⟨

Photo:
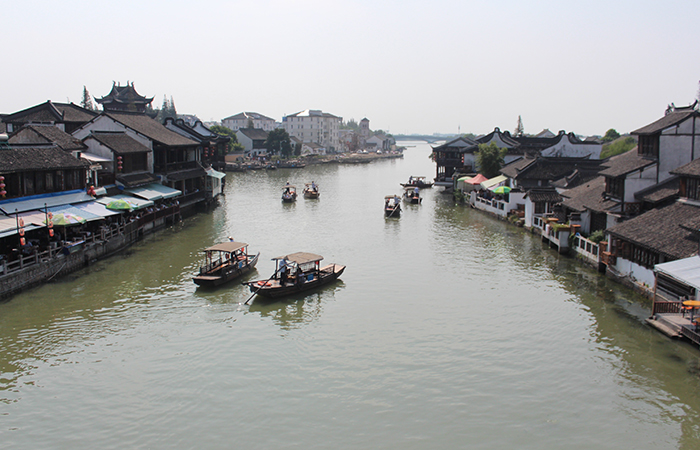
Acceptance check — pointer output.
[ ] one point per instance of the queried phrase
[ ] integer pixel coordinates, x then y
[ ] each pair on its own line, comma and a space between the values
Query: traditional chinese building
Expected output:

⟩
⟨

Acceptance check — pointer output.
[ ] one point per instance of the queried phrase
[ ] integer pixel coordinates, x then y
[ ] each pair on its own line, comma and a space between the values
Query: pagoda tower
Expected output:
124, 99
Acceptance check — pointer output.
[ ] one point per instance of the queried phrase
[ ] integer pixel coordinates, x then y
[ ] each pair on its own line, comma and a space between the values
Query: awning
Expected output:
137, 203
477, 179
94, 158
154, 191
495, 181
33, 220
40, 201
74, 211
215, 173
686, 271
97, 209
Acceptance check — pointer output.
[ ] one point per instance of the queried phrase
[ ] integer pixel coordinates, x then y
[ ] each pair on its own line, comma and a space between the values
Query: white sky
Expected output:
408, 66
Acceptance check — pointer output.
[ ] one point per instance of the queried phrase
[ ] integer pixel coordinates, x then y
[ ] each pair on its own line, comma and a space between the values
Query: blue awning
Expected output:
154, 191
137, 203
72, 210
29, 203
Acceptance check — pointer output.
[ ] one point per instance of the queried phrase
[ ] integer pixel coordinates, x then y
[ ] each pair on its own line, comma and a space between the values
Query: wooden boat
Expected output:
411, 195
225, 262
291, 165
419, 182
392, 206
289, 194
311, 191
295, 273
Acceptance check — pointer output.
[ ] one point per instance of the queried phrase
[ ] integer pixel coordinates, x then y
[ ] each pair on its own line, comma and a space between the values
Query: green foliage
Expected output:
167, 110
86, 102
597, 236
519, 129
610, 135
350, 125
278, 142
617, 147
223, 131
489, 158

⟩
⟨

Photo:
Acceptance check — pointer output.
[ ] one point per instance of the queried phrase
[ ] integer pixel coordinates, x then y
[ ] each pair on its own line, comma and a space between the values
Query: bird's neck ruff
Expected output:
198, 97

⟩

THE PROBLEM:
The word "Query" may appear in several lines of the data; copy every line where it does.

ANSWER TO THE PROBLEM:
Query: traditional chinese building
Query: pagoda tower
Query: awning
Query: white sky
Query: blue awning
Query: wooden boat
Query: green foliage
Query: bird's neck ruff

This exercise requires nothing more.